An exact copy of the records is required, minus the pictures they hold.

### GIVEN RECORDS
== == ==

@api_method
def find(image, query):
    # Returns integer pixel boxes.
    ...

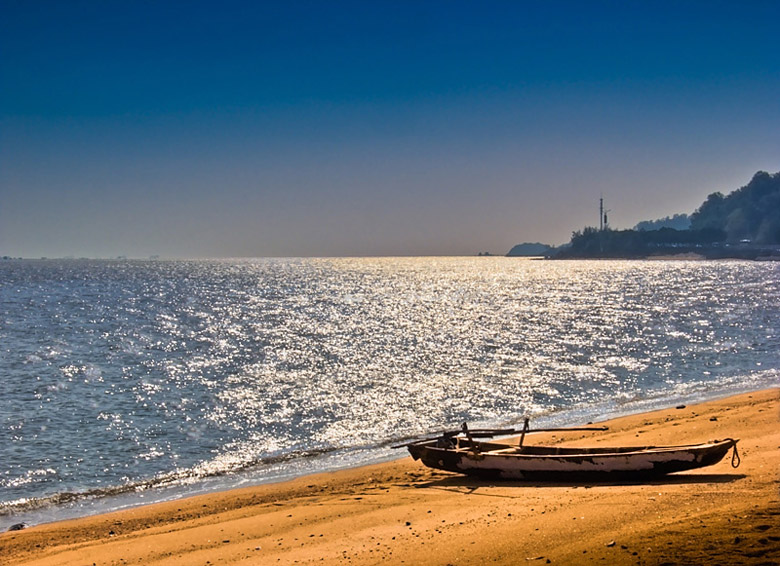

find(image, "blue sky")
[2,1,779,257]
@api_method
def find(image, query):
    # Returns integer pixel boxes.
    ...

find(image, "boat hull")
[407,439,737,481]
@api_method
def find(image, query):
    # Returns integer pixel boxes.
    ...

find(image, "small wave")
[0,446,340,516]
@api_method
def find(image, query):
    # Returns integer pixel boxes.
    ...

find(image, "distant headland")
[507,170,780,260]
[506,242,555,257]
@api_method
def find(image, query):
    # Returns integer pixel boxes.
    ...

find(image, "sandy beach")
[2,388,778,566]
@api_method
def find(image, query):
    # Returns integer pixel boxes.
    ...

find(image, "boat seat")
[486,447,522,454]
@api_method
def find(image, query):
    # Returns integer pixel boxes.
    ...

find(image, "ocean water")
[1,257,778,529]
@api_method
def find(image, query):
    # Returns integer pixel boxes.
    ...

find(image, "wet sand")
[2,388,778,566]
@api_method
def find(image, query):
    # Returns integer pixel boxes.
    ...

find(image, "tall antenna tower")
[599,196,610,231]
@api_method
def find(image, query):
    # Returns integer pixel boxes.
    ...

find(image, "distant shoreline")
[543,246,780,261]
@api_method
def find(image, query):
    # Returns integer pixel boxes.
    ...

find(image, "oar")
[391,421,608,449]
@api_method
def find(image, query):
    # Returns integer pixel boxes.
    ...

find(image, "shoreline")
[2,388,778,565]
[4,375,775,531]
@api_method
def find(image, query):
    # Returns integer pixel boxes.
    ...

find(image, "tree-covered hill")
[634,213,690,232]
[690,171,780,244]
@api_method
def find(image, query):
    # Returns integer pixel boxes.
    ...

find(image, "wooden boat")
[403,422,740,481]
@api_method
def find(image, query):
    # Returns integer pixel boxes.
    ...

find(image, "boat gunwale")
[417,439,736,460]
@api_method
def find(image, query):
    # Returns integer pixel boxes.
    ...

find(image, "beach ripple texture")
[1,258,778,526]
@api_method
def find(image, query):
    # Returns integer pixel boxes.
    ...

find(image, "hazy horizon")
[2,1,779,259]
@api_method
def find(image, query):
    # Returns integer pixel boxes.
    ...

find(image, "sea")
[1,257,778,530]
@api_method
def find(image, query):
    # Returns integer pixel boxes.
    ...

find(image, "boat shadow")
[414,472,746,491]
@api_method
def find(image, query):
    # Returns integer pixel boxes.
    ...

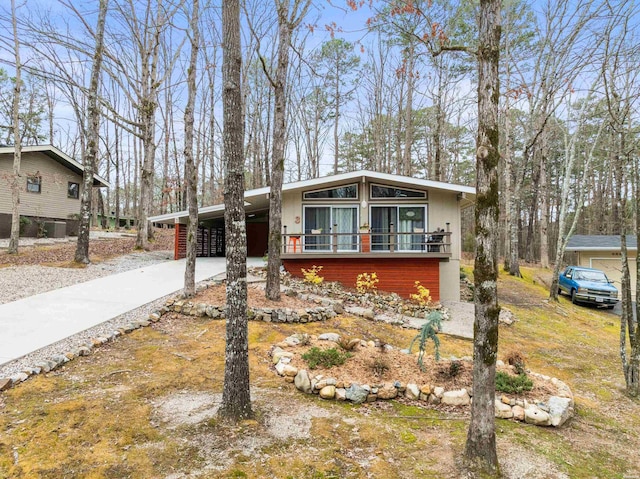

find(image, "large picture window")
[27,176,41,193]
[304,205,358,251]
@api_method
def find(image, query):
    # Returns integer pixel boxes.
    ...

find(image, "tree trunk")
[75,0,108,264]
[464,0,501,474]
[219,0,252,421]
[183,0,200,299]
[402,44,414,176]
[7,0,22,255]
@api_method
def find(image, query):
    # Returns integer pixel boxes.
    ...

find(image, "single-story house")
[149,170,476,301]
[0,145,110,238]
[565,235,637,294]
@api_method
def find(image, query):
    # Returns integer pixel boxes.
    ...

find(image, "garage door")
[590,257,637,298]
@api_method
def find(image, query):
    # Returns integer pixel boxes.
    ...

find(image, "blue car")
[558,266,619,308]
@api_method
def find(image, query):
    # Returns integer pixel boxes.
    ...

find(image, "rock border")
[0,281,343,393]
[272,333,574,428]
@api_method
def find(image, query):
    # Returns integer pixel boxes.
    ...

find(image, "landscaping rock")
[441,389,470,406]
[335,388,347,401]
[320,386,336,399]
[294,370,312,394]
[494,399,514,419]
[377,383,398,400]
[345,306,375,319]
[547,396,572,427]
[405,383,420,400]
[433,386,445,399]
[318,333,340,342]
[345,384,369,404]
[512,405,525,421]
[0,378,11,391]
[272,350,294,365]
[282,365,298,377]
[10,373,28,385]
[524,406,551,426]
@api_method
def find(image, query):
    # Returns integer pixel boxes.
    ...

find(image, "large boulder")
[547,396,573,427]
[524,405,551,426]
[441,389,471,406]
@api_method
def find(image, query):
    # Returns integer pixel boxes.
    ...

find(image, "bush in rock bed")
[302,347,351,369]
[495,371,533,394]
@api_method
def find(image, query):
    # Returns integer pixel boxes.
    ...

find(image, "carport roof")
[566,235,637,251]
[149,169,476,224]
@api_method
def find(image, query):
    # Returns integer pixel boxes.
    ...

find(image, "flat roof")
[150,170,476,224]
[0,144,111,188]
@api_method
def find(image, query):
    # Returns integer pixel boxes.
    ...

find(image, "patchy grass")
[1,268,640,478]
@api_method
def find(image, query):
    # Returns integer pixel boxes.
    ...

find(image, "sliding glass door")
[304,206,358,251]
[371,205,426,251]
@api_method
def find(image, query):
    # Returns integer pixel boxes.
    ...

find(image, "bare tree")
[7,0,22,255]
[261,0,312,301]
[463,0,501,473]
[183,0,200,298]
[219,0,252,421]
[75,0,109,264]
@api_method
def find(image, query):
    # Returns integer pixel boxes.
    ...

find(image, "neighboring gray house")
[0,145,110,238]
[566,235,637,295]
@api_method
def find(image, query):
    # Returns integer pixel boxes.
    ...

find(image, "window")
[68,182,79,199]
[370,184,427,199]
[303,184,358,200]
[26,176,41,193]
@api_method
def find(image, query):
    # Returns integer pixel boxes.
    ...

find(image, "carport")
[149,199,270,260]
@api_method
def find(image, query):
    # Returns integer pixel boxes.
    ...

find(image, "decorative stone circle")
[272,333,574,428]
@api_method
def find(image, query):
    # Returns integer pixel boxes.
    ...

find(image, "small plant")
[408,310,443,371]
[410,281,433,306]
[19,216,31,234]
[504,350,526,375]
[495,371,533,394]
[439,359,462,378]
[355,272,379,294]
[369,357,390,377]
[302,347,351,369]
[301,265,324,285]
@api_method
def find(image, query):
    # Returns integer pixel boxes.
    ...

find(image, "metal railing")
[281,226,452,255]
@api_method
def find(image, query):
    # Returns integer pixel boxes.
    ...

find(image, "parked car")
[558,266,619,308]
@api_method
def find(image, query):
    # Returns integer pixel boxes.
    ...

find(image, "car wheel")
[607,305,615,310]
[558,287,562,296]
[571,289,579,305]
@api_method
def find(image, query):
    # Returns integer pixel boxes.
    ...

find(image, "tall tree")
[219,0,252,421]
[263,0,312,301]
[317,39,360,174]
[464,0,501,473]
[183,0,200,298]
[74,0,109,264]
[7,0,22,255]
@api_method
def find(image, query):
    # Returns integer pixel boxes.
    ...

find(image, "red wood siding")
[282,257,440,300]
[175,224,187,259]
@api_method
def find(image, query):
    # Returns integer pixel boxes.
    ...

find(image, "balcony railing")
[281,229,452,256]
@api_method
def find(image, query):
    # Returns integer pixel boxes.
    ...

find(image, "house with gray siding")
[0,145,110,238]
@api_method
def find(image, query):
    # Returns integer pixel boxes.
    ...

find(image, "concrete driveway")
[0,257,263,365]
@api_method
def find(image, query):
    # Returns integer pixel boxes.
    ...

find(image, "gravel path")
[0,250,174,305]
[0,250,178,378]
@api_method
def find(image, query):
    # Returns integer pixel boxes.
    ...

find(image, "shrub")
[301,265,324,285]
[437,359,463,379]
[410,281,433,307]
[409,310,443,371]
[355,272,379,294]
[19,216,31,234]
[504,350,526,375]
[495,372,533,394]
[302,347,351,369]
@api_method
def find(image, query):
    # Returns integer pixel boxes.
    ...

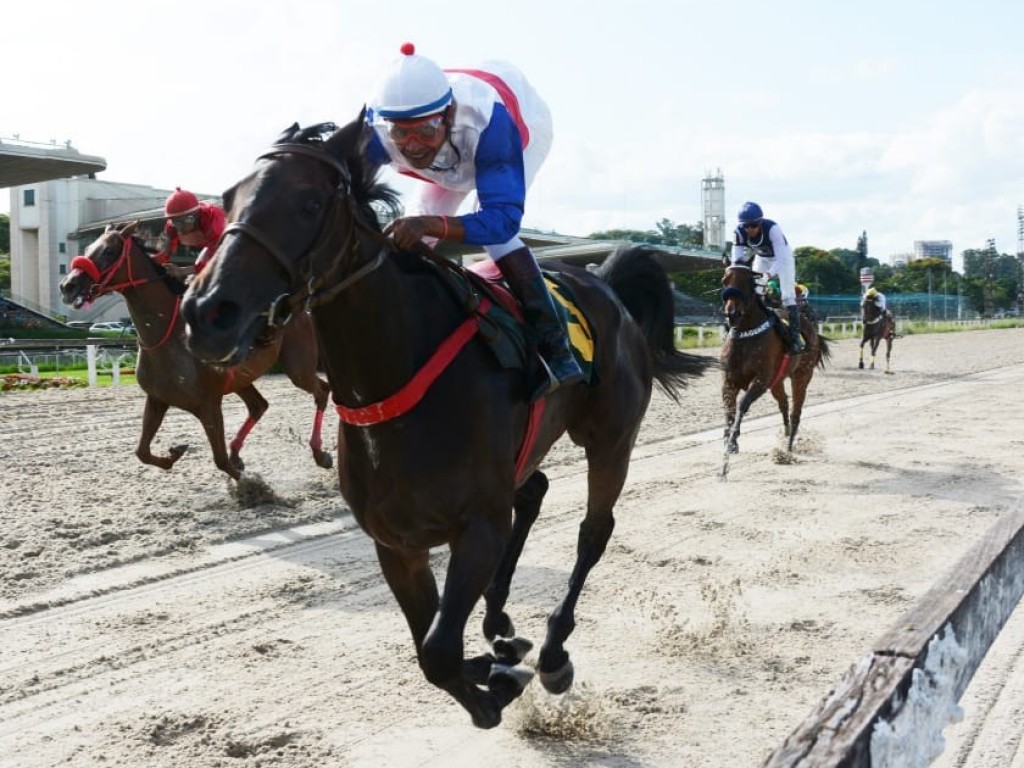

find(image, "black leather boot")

== == ==

### RESULT OF THIS EXERCISE
@api_method
def find(image, query):
    # Returns integer pixel boxes.
    ...


find(image, "blue sky")
[2,1,779,257]
@api_method
def find(image, query):
    # Returns integer pixel boxes.
    ...

find(image, "boat hull")
[407,439,737,481]
@api_method
def find(image, query):
    # Returns integer pixel boxes.
    ...

find(image, "small wave")
[0,446,340,516]
@api_method
def find(image, query):
    # Returns integer pixel boxes.
    ...

find(image, "distant headland")
[507,170,780,260]
[506,242,555,257]
@api_method
def find(image, query):
    # Returns integer pixel boxes.
    ...

find(image, "sandy beach")
[2,388,778,566]
@api_method
def find(image, query):
    # Returns integer pixel boxes.
    ...

find(image, "boat seat")
[486,447,522,454]
@api_method
def find(image, query):
    # Returns integer pixel boxes.
    ...

find(image, "ocean water")
[1,257,778,529]
@api_method
def find(image, query):
    # Returns integer pixel boxes.
    ...

find(image, "wet sand")
[2,388,778,566]
@api_method
def find(image, query):
    # Returns integer pixel boxes.
    ...

find(image, "tall antenna tower")
[599,196,610,231]
@api_method
def find(image, query):
    # Returns integer pixel boxes.
    ...

find(image, "distant shoreline")
[543,246,780,261]
@api_method
def find(image, query):
    # Returns integer pixel boxes.
    ...

find(image, "oar")
[391,421,608,449]
@api_method
def find(image, query):
    # Returns integer pixel boxes.
    ...

find(image, "shoreline")
[2,388,778,565]
[4,375,775,531]
@api_method
def find(image, query):
    # Returns integer pixel boxes.
    ...

find(image, "tree-covered hill")
[634,213,690,232]
[690,171,780,244]
@api_method
def find(image, query):
    # Returns integer pixel boxes.
    ...

find(image, "wooden boat")
[403,422,740,481]
@api_method
def find(image, query):
    # Returns integer pixel boxes.
    ...

find(image, "boat gunwale")
[417,439,736,460]
@api_method
def find(image, query):
    # Returns integer pixel boxes.
    ...

find(image, "beach ripple texture")
[1,258,778,526]
@api_method
def find(image, query):
    # Returns integer pixel boxes.
    ...

find(image, "hazy horizon")
[2,1,779,259]
@api_method
def find(image, query):
    # Returns integer pixel boxes.
    ...

find(image, "sea")
[1,257,778,530]
@api_method
def find(image, query):
    # Returns integer pixel boxes.
    ...

find(image, "boat shadow")
[414,472,746,491]
@api_method
def find(image, query):
    # Returns integer pixel boxes.
    ...


find(image, "large picture window")
[27,176,41,193]
[304,205,358,251]
@api_method
def find(image, query):
    # Returns integer pixel boxes.
    ...

find(image, "tree trunk")
[75,0,108,264]
[464,0,501,474]
[219,0,252,421]
[183,0,200,299]
[402,44,414,176]
[7,0,22,255]
@api_method
def find(image, query):
    # Returns integer pixel boxes.
    ...

find(image, "single-story house")
[149,170,476,301]
[0,145,110,238]
[565,235,637,294]
@api_method
def find(image, query):
    # Returns integer pixel boxes.
    ...

find(image, "garage door")
[590,257,637,298]
@api_method
def find(image, query):
    # Returns integer pixel boxes.
    ...

find(image, "blue car")
[558,266,619,308]
@api_method
def find(image, query):
    # Returns integer pixel boxes.
    ...

find(image, "rock border")
[0,281,343,393]
[272,333,574,428]
@api_method
def find(image, query):
    # Returns integer pixel boxes.
    ...

find(image, "landscaping rock")
[441,389,470,406]
[335,388,347,401]
[320,386,336,399]
[294,370,312,394]
[494,399,514,419]
[377,383,398,400]
[345,306,375,319]
[547,396,572,427]
[405,383,420,400]
[433,386,445,399]
[318,333,340,342]
[345,384,369,404]
[512,405,525,421]
[0,378,11,391]
[272,350,294,365]
[282,365,298,377]
[10,373,28,385]
[524,406,551,426]
@api_method
def find(image, query):
    # Returns integer pixel boxes.
    ...

find(image, "large boulder")
[547,396,573,427]
[524,405,551,426]
[441,389,471,406]
@api_method
def find(image, query):
    # Returns integer pixel boxes.
    ...

find(image, "bush in rock bed")
[302,347,351,369]
[495,371,533,394]
@api_method
def find(image, query):
    # Returns integer pixel boxes.
    ...

find(image, "carport roof")
[566,235,637,251]
[149,169,476,224]
@api_method
def find(image, query):
    # Returns integer pixel boxes.
    ...

find(image, "flat roof")
[150,170,476,224]
[0,144,111,188]
@api_method
def find(image, query):
    # Returns integer pixel boxes.
    ...

find(image, "patchy grass")
[1,268,640,478]
@api_method
def find(image, query):
    # Returns integer pixel boxes.
    ...

find(image, "sliding glass door")
[304,206,358,251]
[371,205,426,251]
@api_method
def find(image, query):
    # Returns integer pixel boxes.
    ...

find(image, "bare tree")
[7,0,22,255]
[261,0,312,301]
[463,0,501,473]
[183,0,200,298]
[219,0,252,421]
[75,0,109,264]
@api_method
def find(image, query):
    # Returns integer pixel boxes.
    ...

find(image, "neighboring gray house")
[0,145,110,238]
[566,235,637,295]
@api_method
def find(image, query):
    # Returns integer pixel boxes.
    ...

find(image, "window")
[68,182,79,199]
[370,184,427,199]
[303,184,358,200]
[26,176,41,193]
@api_method
def find(image, query):
    # Returns integer pixel boxes.
    ...

find(image, "carport")
[149,199,270,260]
@api_method
def find(image, query):
    # Returns integer pixel boxes.
    ...

find(image, "decorative stone circle")
[272,333,574,428]
@api_method
def find(image, query):
    # Returns integer pixel boxes.
    ...

find(image, "small plant")
[408,310,443,371]
[410,281,433,306]
[19,216,31,234]
[504,350,526,375]
[495,371,533,394]
[439,359,462,378]
[355,272,379,294]
[369,357,390,377]
[302,347,351,369]
[301,265,324,285]
@api_method
def find(image, query):
    # Returns integer pixel boxes.
    ...

find(image, "metal railing")
[281,226,452,255]
@api_method
def find(image, query):
    # Returns integer pixel boxes.
    ...

find(image, "parked car")
[558,266,619,308]
@api_method
def find(image, query):
    # Returns integer pixel boxes.
    ...

find(image, "car wheel")
[607,305,615,310]
[558,287,562,296]
[571,289,579,305]
@api_method
def find(image, query):
    # Returns integer pixel boxes.
    ...

find(image, "tall tree")
[219,0,252,421]
[263,0,312,301]
[317,39,360,174]
[464,0,501,473]
[183,0,200,298]
[74,0,109,264]
[7,0,22,255]
@api_method
def find(image, query):
    # Returns integer pixel boxes.
    ...

find(image, "red wood siding")
[282,257,440,300]
[175,224,187,259]
@api_method
def find(image, query):
    # Returns integer pixel boxes.
    ...

find(image, "balcony railing")
[281,229,452,256]
@api_method
def find(image, query):
    # Returns integer pixel boxes.
    ...

find(image, "house with gray siding")
[0,145,110,238]
@api_method
def find(image, query):
    # Returns integer pixel boxes.
    ...

find(image, "concrete driveway")
[0,257,263,365]
@api_method
def find(image, query):
    # Returns integer pixel boxes.
    ...

find(image, "gravel path")
[0,250,174,305]
[0,250,178,378]
@api_method
def find(image, query):
    # Returns integer pixel boxes.
    ...

find(image, "shrub")
[301,265,324,285]
[437,359,463,379]
[410,281,433,307]
[409,310,443,371]
[355,272,379,294]
[19,216,31,234]
[504,350,526,375]
[495,372,533,394]
[302,347,351,369]
@api_method
def find(image, query):
    # Returns integer pixel boxes.
    ...


find(image, "black leather boot")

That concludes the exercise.